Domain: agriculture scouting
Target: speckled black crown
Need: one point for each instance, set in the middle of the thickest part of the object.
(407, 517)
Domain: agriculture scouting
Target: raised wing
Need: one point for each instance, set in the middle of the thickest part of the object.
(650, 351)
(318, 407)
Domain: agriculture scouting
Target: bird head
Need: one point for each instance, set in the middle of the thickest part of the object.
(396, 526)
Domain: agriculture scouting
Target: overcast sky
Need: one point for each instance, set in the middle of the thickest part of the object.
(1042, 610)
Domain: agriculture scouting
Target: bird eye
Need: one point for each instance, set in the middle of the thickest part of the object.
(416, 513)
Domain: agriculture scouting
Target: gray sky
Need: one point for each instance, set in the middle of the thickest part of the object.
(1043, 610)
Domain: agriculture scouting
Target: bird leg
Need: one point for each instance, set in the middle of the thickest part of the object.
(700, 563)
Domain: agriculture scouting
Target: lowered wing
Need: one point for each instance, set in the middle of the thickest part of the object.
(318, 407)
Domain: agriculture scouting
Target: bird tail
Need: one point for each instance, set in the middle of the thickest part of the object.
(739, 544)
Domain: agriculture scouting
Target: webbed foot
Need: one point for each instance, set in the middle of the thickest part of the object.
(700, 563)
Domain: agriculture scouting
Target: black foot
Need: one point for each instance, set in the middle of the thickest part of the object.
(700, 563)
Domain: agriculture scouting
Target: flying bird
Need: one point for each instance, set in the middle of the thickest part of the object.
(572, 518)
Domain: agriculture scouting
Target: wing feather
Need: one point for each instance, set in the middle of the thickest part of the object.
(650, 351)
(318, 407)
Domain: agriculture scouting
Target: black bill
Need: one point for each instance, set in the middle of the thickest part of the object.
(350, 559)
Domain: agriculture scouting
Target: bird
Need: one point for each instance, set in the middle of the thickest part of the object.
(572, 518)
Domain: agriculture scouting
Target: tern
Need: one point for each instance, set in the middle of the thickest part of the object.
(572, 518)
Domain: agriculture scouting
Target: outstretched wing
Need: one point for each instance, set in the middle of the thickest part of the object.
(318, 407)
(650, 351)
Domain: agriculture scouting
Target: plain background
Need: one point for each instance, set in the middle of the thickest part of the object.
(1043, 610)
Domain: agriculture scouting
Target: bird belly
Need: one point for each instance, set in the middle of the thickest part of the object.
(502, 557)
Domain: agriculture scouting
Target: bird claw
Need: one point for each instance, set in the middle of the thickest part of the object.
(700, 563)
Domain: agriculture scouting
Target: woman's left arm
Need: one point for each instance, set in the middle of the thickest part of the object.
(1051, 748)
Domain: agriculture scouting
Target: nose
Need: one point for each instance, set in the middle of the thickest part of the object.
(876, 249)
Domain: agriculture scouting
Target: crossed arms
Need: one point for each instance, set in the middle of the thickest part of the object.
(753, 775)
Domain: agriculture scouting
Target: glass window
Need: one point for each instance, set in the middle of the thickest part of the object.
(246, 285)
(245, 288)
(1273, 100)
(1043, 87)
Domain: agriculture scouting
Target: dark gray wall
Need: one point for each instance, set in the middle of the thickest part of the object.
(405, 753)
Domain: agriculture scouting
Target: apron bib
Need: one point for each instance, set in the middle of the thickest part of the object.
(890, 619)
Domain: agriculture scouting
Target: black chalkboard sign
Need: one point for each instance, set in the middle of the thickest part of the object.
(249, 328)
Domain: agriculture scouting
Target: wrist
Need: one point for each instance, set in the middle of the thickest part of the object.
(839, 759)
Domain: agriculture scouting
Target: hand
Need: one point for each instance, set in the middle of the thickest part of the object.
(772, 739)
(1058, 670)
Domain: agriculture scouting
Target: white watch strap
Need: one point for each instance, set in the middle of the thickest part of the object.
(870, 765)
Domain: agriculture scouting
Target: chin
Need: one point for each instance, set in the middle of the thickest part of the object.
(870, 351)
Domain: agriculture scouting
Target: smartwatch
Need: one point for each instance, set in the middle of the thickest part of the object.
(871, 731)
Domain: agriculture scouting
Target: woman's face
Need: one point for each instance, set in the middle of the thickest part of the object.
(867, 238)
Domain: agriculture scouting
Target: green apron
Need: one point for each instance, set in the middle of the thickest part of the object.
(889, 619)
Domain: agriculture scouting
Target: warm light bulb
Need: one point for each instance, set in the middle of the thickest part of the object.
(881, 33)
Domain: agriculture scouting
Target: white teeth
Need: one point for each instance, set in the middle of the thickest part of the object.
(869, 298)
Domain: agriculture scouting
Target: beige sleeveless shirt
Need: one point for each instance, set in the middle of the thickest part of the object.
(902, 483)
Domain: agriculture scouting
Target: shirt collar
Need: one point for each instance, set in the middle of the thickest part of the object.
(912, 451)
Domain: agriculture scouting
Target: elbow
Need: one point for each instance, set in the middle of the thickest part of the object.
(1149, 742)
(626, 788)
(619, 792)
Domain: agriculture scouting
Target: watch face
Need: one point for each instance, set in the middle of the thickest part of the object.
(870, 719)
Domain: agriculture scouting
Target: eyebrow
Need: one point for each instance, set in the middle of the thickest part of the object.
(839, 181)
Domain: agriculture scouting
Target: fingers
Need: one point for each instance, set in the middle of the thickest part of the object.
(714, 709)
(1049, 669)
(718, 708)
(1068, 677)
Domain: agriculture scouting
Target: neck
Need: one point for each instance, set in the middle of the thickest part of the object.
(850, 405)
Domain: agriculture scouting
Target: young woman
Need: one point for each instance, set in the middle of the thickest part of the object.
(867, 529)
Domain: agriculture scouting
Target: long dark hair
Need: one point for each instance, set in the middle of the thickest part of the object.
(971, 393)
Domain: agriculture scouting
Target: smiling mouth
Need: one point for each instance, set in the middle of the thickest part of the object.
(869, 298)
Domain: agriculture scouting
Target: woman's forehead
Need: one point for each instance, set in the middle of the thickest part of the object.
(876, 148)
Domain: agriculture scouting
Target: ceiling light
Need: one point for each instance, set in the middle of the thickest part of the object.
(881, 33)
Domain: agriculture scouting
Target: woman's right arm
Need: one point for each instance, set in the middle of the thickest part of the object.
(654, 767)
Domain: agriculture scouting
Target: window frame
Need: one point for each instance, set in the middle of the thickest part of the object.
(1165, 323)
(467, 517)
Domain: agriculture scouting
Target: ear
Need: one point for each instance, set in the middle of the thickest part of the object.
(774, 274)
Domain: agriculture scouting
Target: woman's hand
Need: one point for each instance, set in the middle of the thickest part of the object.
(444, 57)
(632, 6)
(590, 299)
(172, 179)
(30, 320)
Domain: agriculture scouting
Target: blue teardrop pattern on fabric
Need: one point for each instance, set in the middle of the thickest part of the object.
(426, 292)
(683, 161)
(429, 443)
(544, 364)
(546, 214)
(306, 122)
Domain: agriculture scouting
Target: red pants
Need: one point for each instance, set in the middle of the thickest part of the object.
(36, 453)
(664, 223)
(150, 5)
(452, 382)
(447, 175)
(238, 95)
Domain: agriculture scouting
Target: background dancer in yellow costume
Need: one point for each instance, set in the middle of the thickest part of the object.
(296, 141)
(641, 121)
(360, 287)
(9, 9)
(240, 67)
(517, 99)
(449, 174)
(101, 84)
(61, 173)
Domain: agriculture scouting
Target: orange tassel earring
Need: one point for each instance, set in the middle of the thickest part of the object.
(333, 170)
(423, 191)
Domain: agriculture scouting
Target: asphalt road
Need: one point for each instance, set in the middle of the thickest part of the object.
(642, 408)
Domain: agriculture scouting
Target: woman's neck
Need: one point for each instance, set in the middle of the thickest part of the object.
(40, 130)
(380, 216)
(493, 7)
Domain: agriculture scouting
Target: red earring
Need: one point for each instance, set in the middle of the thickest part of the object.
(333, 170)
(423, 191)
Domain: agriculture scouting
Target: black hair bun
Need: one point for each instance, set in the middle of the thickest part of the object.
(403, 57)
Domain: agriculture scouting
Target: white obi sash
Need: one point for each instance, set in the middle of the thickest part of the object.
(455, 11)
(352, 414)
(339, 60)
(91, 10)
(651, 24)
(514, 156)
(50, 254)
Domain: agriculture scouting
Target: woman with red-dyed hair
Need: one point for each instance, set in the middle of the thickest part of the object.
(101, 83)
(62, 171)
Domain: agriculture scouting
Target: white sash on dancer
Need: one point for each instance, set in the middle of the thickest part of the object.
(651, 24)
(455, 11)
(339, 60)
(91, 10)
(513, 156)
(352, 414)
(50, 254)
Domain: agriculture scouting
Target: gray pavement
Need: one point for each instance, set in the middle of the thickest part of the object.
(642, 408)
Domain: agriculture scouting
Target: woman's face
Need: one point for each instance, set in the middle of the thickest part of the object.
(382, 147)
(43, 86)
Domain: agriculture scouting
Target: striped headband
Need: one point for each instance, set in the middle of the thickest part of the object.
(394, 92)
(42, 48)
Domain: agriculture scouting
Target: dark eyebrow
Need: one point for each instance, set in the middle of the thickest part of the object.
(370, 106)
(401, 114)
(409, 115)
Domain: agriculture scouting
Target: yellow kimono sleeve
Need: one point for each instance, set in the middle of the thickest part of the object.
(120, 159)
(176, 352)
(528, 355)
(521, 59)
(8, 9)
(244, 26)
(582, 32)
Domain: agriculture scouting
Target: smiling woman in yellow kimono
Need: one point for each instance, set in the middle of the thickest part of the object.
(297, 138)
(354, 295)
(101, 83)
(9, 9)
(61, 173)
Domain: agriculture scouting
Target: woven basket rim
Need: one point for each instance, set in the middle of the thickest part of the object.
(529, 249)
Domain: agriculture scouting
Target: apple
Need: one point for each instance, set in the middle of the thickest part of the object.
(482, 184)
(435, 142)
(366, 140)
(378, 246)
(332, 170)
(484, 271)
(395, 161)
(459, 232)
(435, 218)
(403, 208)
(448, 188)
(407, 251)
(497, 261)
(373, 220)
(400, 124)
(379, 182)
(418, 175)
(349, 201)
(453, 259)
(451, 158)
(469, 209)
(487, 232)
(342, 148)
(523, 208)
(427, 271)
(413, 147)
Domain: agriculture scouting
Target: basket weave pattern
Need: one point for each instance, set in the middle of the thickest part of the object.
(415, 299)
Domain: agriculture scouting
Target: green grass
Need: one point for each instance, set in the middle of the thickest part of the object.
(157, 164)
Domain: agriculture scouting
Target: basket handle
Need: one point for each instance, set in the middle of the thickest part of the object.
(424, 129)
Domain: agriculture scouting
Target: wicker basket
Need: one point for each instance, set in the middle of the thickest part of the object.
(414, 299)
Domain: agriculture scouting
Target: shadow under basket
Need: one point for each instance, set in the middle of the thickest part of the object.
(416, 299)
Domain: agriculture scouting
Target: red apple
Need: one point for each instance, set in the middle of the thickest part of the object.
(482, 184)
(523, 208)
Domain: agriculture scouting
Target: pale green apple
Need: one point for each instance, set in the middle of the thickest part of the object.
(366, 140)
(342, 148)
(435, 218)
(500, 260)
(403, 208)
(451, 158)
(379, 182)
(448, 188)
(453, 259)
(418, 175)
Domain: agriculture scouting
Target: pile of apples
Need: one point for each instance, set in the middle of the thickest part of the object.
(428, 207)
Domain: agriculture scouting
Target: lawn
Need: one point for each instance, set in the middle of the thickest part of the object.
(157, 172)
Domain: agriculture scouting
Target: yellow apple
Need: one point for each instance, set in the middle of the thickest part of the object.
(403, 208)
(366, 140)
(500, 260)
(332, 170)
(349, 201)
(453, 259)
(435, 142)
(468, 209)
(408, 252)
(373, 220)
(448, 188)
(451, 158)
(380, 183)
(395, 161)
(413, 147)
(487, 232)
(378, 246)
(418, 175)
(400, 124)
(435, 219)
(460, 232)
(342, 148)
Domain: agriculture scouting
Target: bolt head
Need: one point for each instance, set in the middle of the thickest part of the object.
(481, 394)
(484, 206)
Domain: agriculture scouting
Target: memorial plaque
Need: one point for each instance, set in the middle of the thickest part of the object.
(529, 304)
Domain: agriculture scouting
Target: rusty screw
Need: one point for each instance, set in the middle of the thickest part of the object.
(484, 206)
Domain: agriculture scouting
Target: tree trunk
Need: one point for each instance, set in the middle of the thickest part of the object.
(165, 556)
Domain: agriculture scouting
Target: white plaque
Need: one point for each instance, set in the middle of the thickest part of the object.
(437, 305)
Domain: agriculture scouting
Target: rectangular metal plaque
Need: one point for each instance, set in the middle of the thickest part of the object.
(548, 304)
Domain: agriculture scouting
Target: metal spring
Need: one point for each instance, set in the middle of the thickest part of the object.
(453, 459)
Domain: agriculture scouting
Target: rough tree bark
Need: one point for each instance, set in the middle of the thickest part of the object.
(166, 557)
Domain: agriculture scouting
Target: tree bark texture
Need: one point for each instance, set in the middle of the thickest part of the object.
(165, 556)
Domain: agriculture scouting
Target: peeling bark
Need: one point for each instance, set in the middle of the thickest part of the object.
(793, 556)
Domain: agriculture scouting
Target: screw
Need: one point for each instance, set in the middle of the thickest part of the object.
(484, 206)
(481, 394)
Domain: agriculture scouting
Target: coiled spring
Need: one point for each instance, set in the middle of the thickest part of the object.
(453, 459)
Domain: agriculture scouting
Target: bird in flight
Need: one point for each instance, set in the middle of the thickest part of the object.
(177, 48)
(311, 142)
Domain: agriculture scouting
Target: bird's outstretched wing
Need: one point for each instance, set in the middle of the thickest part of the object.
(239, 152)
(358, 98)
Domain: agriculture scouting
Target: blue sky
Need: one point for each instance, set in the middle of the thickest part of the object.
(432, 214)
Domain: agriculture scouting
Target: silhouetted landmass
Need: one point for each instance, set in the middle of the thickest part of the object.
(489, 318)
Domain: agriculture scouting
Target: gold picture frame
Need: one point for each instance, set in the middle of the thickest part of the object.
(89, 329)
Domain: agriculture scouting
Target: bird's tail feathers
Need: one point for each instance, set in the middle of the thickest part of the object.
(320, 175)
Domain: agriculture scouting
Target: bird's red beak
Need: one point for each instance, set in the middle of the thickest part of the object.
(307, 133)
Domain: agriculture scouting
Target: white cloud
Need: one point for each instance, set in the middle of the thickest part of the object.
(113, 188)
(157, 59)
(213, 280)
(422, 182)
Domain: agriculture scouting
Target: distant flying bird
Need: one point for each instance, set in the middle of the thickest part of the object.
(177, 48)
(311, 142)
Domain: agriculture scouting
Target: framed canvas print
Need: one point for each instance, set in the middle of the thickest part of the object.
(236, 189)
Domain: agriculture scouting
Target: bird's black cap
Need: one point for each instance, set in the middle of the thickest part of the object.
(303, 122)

◇ ◇ ◇ ◇

* Directions
After locating the line holding "Target: shirt collar" above, output exactly that line and every line after it through the line holding "Target: neck". Include nothing else.

* Output for this exercise
Target: shirt collar
Need: one point for each instance, set in the middle of the thickest part of the object.
(912, 451)
Domain: agriculture scouting
Target: elbow
Need: one point for each instance, set in the middle of the thickest part of the object.
(1149, 742)
(626, 788)
(619, 792)
Domain: agriculture scouting
Target: watch face
Need: one point for each instance, set in the middle of the thickest part of the object.
(870, 719)
Domain: agriculture scouting
Target: eyebrow
Need: one point for each instance, set in the middle of the thickest part of the object.
(839, 181)
Domain: agriculture scouting
Target: fingers
Need: one point for each instance, set in the middle of the thickest part of the object.
(714, 709)
(1049, 669)
(718, 708)
(1068, 677)
Domain: agriculture scouting
Target: neck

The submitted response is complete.